Task: Rewrite the records from their beginning through the line containing "[69,66,132,104]", both included, replacing "mark its location" with "give its bounding box" and leaving everything else unchanged. Omit the pictures from your answer.

Supplied data:

*-*-*

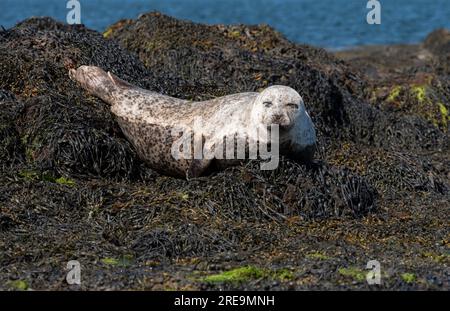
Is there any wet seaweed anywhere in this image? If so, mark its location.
[0,13,450,290]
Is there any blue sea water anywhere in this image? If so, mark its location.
[0,0,450,49]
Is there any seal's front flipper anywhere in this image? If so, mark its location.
[69,66,131,104]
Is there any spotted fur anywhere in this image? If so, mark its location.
[69,66,316,177]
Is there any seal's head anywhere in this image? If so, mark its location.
[252,85,305,130]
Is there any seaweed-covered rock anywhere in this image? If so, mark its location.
[104,13,444,154]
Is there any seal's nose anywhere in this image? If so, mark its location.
[272,114,291,129]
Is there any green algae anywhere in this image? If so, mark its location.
[401,273,417,284]
[202,266,294,283]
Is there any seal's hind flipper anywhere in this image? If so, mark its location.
[69,66,128,104]
[108,71,134,89]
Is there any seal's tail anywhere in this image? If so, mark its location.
[69,66,132,104]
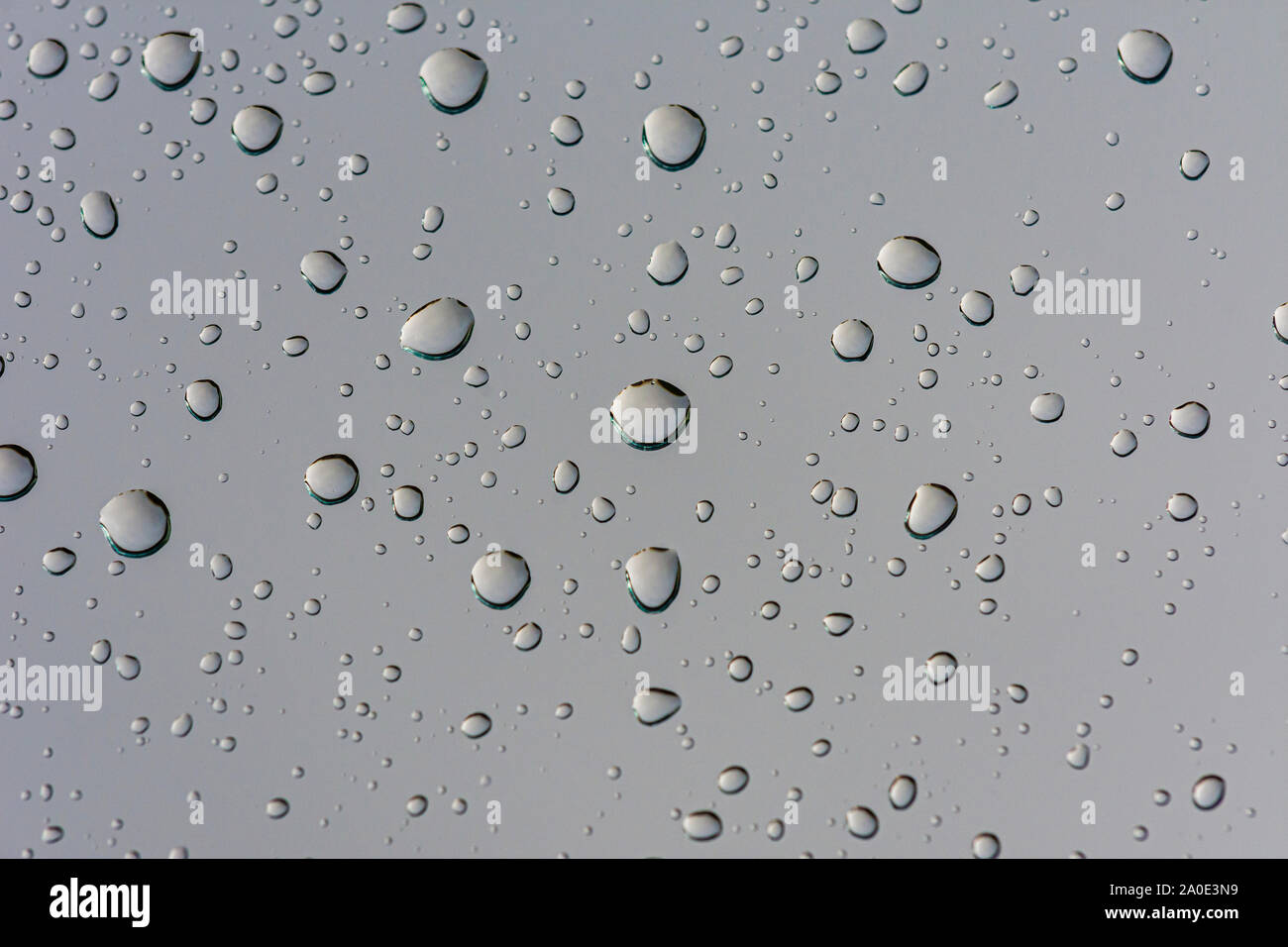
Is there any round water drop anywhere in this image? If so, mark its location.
[626,546,680,612]
[1167,401,1212,438]
[183,378,224,421]
[471,549,532,608]
[783,686,814,712]
[648,240,690,286]
[957,290,993,326]
[845,17,886,53]
[514,621,541,651]
[391,485,425,522]
[877,237,940,290]
[300,250,349,295]
[716,767,751,796]
[1029,391,1064,424]
[631,686,680,727]
[682,810,724,841]
[81,191,117,240]
[1190,776,1225,810]
[984,78,1020,108]
[550,460,581,493]
[141,33,201,91]
[823,612,854,638]
[385,4,425,34]
[890,776,917,809]
[27,36,67,78]
[233,106,282,155]
[1118,30,1172,84]
[0,445,36,502]
[40,546,76,576]
[461,714,492,740]
[1181,149,1211,180]
[832,320,873,362]
[1012,263,1038,296]
[970,832,1002,858]
[1109,428,1137,458]
[98,489,170,559]
[609,378,691,451]
[845,805,877,839]
[903,483,957,540]
[975,553,1006,582]
[1167,493,1199,523]
[420,48,486,115]
[640,106,707,171]
[304,454,358,506]
[550,115,583,146]
[398,296,474,361]
[892,61,930,95]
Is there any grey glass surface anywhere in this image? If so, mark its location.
[0,0,1288,858]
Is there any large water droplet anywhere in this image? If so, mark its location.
[1118,30,1172,84]
[631,686,680,727]
[233,106,282,155]
[300,250,349,295]
[141,33,201,91]
[903,483,957,540]
[640,106,707,171]
[398,296,474,361]
[304,454,358,506]
[471,549,532,608]
[420,48,486,115]
[98,489,170,559]
[626,546,680,612]
[877,237,940,290]
[81,191,117,240]
[609,378,691,451]
[832,320,873,362]
[0,445,36,502]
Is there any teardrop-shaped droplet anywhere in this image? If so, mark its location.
[183,378,224,421]
[877,237,940,290]
[1190,775,1225,809]
[682,810,724,841]
[984,78,1027,108]
[141,33,201,91]
[903,483,957,540]
[609,378,691,451]
[1118,30,1172,84]
[640,104,707,171]
[0,445,36,502]
[420,48,486,115]
[98,489,170,559]
[832,320,873,362]
[626,546,680,612]
[81,191,117,240]
[304,454,358,506]
[471,549,532,608]
[647,240,690,286]
[845,17,886,53]
[233,106,282,155]
[631,686,680,727]
[398,296,474,361]
[300,250,349,295]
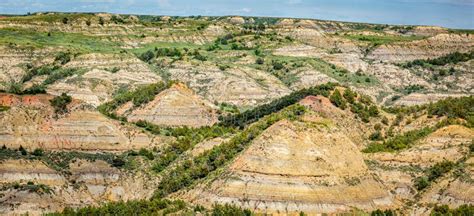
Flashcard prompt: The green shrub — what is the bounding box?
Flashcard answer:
[138,50,155,62]
[430,204,474,216]
[415,160,456,190]
[138,148,155,160]
[0,105,10,112]
[219,83,335,128]
[369,131,383,141]
[370,209,397,216]
[329,89,347,110]
[403,51,474,68]
[54,52,71,65]
[49,93,72,114]
[415,176,430,190]
[154,105,305,197]
[272,60,285,70]
[31,148,44,157]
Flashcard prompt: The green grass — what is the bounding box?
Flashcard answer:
[132,42,205,54]
[0,28,123,53]
[0,105,10,112]
[343,34,427,45]
[1,13,96,23]
[154,105,305,198]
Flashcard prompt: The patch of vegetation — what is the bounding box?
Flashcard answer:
[97,81,174,120]
[402,50,474,68]
[329,88,379,122]
[362,118,463,153]
[46,199,254,216]
[415,160,455,190]
[427,96,474,128]
[49,93,72,114]
[430,204,474,216]
[136,121,235,172]
[0,28,122,53]
[401,84,425,95]
[219,103,240,114]
[154,105,305,197]
[0,181,53,195]
[344,34,426,46]
[219,83,335,128]
[0,105,10,112]
[0,146,128,174]
[370,209,397,216]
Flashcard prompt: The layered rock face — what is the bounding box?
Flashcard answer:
[169,63,290,106]
[185,120,394,214]
[47,54,162,106]
[366,125,474,209]
[367,34,474,62]
[372,125,474,167]
[0,160,155,215]
[0,94,160,151]
[119,84,217,127]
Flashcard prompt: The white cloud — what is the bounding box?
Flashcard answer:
[288,0,302,5]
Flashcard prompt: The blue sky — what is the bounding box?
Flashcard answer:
[0,0,474,29]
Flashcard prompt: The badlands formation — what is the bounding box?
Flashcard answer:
[0,13,474,215]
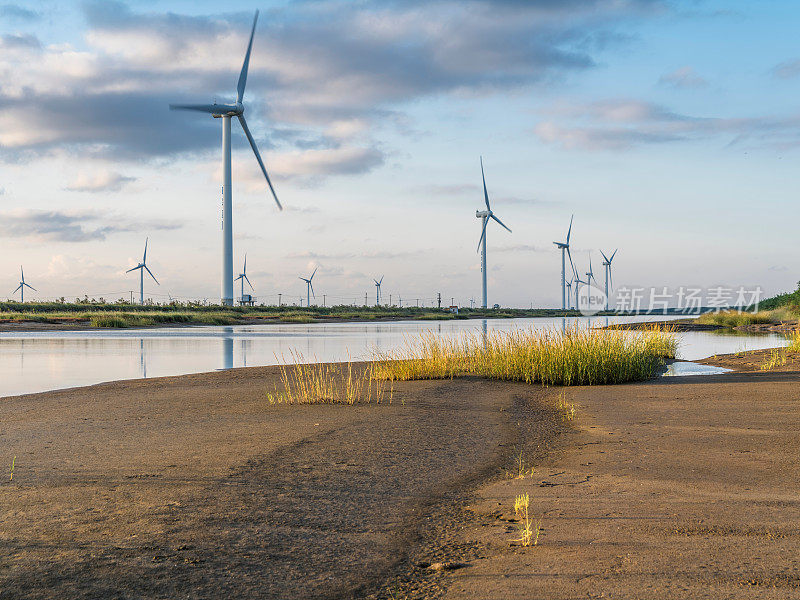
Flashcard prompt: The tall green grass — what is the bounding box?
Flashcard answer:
[374,326,677,385]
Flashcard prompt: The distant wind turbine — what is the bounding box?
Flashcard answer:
[125,238,161,304]
[475,156,511,308]
[372,275,383,306]
[600,248,619,310]
[234,254,256,303]
[298,267,319,306]
[11,265,38,302]
[553,215,575,310]
[586,253,597,285]
[169,11,283,305]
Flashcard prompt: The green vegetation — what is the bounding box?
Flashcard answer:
[375,327,677,385]
[0,299,588,328]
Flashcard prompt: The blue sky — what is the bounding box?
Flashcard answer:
[0,0,800,306]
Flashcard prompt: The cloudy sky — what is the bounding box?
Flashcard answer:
[0,0,800,306]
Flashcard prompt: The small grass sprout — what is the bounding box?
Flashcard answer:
[514,492,542,546]
[761,348,789,371]
[508,450,534,479]
[556,392,575,422]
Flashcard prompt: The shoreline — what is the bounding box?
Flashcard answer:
[6,351,800,600]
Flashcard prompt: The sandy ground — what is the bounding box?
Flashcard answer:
[0,368,558,599]
[0,358,800,600]
[440,371,800,600]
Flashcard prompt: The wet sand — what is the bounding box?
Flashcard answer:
[434,371,800,600]
[0,358,800,600]
[0,367,557,599]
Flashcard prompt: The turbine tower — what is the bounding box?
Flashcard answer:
[169,11,283,306]
[234,254,256,303]
[125,238,161,304]
[11,265,38,303]
[553,215,575,310]
[298,267,319,306]
[586,253,597,285]
[600,248,619,310]
[475,157,511,308]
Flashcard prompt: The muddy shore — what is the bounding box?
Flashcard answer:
[6,358,800,599]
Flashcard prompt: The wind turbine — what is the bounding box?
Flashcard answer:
[600,248,619,310]
[298,267,319,306]
[169,11,283,306]
[586,253,597,285]
[562,273,575,310]
[11,265,38,303]
[125,238,161,304]
[234,254,256,303]
[475,156,511,308]
[553,215,575,310]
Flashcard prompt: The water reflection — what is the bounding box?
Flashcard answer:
[0,317,787,396]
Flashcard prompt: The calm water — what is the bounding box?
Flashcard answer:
[0,317,786,396]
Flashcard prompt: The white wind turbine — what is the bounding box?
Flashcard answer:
[586,253,597,285]
[475,156,511,308]
[11,265,38,303]
[125,238,161,304]
[553,215,575,310]
[234,254,256,302]
[169,11,283,305]
[600,248,619,310]
[298,267,319,306]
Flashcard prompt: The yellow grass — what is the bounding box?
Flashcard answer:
[374,326,677,385]
[267,352,394,405]
[786,332,800,352]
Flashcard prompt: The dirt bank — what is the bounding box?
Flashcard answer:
[0,368,557,599]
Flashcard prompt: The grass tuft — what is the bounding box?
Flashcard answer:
[374,326,677,385]
[267,352,394,405]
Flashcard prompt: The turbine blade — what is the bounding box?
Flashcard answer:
[169,104,227,115]
[489,213,511,233]
[239,115,283,210]
[142,265,161,285]
[481,156,492,212]
[567,246,580,281]
[567,215,575,244]
[477,214,489,252]
[236,11,258,102]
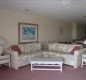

*-*-*

Written answer:
Is there any wet seaweed anywhere in this image? If so, give its bounding box.
[0,13,450,290]
Is there any blue sea water anywhere in this image? If so, give its bounding box.
[0,0,450,49]
Is there any seal's front flipper anywhere in this image? If so, give its bounding box.
[69,66,131,104]
Is there any spotted fur anywhere in this image? If so, give its bounding box.
[69,66,316,177]
Is there any seal's head anywhere in this image? If so, give its bounding box.
[252,85,305,130]
Is there any seaweed-covered rock anywhere in this image? If so, give its bounding box.
[104,13,444,154]
Is there any seal's nose anywhere in this image? If so, give its bounding box.
[272,114,291,129]
Is there any green algae anywhere in this image? If so, give its bounding box.
[401,273,417,284]
[202,266,294,283]
Is there any seal's hind flipper anywhere in this image? If so, give its bounding box.
[69,66,128,104]
[108,71,134,89]
Is there any seal's tail anywhere in this image? If so, give its bounding box.
[69,66,132,104]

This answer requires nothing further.